* _DATA FOR THE TASK_:
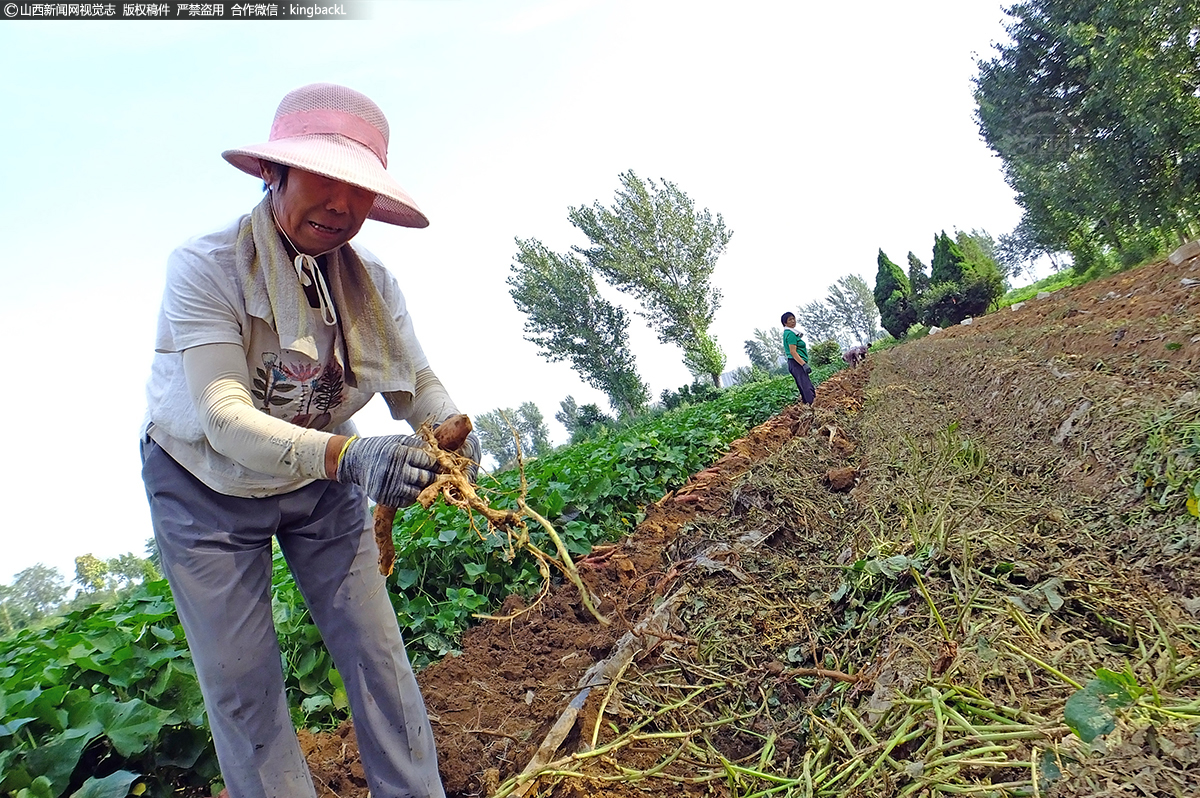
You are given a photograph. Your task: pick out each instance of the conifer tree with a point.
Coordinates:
(893, 297)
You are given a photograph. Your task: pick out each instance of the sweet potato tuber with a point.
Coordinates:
(450, 435)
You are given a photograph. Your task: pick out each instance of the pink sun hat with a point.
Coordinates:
(340, 133)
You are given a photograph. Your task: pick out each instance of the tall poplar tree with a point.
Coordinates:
(654, 245)
(569, 321)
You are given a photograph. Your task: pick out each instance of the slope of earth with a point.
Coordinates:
(973, 545)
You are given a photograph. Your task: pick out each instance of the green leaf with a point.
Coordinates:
(131, 726)
(317, 703)
(13, 725)
(115, 785)
(39, 789)
(1090, 711)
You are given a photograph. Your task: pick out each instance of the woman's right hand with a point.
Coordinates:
(393, 469)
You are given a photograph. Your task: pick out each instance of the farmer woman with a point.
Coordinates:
(797, 359)
(273, 333)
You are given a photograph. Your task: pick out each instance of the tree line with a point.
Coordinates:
(1093, 109)
(40, 593)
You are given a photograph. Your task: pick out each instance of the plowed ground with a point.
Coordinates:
(894, 594)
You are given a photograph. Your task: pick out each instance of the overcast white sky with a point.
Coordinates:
(820, 132)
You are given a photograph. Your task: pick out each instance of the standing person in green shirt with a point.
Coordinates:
(797, 354)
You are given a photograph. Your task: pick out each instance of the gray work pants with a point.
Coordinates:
(216, 553)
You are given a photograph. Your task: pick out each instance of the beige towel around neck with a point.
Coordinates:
(373, 357)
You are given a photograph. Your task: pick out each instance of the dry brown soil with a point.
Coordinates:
(1048, 403)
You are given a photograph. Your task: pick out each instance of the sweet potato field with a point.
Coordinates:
(106, 701)
(971, 570)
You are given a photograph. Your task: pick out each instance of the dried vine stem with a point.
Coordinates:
(454, 485)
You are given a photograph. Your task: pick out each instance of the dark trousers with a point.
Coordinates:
(216, 553)
(801, 375)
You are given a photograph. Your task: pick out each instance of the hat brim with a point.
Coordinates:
(340, 159)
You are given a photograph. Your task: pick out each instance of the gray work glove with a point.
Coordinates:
(393, 469)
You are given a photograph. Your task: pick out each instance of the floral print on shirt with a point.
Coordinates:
(303, 393)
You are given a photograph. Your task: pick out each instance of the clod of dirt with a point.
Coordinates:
(841, 479)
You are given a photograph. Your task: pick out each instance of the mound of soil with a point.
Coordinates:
(963, 519)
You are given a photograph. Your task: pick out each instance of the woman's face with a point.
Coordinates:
(317, 214)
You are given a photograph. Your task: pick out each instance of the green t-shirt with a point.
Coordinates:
(790, 337)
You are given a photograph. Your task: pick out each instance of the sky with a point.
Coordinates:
(821, 133)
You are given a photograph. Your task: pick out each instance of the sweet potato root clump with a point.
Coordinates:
(449, 437)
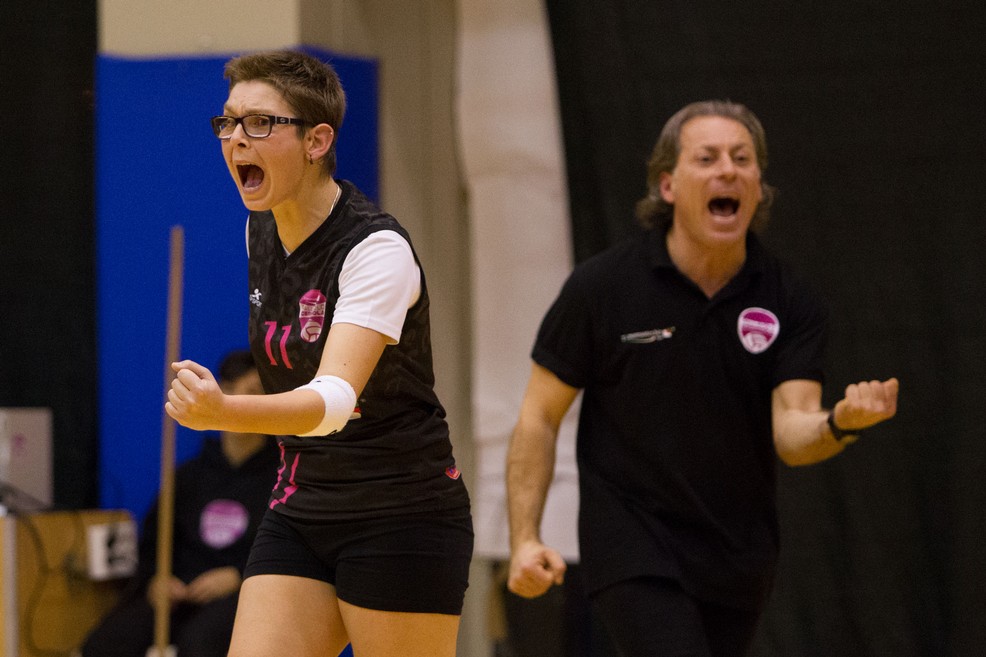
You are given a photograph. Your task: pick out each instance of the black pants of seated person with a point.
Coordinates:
(654, 617)
(196, 630)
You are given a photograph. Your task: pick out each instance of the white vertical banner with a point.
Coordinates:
(520, 245)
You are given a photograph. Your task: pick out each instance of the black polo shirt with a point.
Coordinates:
(676, 461)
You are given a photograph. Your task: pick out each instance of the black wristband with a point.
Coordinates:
(838, 433)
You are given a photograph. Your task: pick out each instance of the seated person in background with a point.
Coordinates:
(220, 496)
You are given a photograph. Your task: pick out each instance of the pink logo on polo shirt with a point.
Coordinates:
(757, 328)
(222, 523)
(311, 314)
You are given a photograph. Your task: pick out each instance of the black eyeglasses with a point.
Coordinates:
(257, 126)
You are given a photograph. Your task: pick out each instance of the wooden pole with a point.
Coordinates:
(166, 496)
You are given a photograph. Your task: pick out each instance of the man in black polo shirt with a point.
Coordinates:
(700, 356)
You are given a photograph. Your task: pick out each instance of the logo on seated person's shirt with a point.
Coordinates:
(757, 329)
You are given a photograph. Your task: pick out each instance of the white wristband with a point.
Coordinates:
(340, 400)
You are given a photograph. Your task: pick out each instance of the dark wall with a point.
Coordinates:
(874, 116)
(47, 291)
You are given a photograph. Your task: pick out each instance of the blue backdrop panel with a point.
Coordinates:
(159, 165)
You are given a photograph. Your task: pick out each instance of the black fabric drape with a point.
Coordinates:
(47, 287)
(873, 114)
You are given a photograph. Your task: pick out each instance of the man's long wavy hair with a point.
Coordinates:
(653, 211)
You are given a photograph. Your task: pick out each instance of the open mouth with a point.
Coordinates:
(723, 206)
(251, 176)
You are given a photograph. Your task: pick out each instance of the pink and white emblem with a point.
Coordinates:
(311, 314)
(757, 328)
(222, 523)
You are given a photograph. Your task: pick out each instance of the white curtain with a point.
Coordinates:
(520, 244)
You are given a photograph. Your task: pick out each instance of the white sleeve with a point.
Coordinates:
(379, 281)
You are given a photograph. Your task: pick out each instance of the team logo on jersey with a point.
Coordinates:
(311, 313)
(757, 328)
(222, 523)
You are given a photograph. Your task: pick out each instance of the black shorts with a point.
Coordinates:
(411, 563)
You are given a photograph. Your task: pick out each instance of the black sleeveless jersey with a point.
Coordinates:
(394, 455)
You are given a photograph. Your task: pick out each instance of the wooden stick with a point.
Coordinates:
(166, 497)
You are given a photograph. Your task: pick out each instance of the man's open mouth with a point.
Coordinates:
(251, 175)
(723, 206)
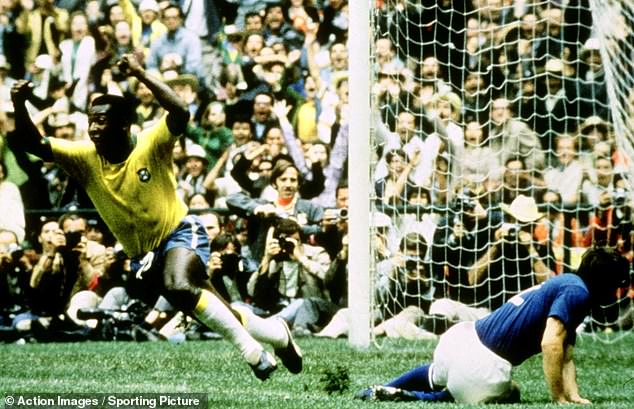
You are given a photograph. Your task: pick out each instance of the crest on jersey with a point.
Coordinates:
(144, 175)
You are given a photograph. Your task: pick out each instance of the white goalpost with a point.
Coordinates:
(457, 109)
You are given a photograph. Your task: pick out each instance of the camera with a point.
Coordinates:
(465, 201)
(119, 253)
(512, 233)
(15, 251)
(230, 262)
(73, 238)
(286, 247)
(116, 73)
(412, 263)
(620, 197)
(342, 214)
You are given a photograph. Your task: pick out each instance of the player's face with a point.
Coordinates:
(287, 183)
(104, 129)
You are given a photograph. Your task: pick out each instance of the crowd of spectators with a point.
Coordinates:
(495, 156)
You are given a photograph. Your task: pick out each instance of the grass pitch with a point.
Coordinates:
(605, 372)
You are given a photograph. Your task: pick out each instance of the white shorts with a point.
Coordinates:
(471, 372)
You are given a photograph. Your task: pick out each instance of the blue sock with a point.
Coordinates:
(438, 396)
(417, 379)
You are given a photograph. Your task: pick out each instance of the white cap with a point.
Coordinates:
(149, 5)
(44, 62)
(196, 151)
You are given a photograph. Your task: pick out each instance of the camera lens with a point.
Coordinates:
(343, 214)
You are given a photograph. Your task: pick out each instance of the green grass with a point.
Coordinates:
(605, 372)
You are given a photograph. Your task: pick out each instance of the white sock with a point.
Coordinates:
(269, 330)
(214, 313)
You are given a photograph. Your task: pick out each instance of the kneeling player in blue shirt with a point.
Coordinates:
(473, 361)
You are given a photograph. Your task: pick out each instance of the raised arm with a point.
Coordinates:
(177, 112)
(30, 139)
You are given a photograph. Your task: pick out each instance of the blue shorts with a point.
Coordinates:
(190, 234)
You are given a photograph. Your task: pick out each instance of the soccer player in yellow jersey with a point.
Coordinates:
(131, 183)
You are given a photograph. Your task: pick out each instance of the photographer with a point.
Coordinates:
(262, 214)
(65, 276)
(405, 280)
(462, 237)
(291, 275)
(15, 270)
(514, 261)
(611, 223)
(226, 268)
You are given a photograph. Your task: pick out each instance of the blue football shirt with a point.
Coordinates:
(514, 331)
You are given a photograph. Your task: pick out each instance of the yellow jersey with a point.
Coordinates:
(137, 198)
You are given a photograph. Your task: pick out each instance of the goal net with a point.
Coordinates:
(502, 150)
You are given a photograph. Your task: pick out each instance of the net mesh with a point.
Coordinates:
(503, 140)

* _WHAT TO WORK ON_: Please copy out each line of the material that holds the string "gray".

* _WRITTEN RESPONSE_:
You are given a photograph. Your task: pick out each instance of the gray work pants with a point.
You are given a photograph. Your task: pick out each instance of the gray work glove with a point.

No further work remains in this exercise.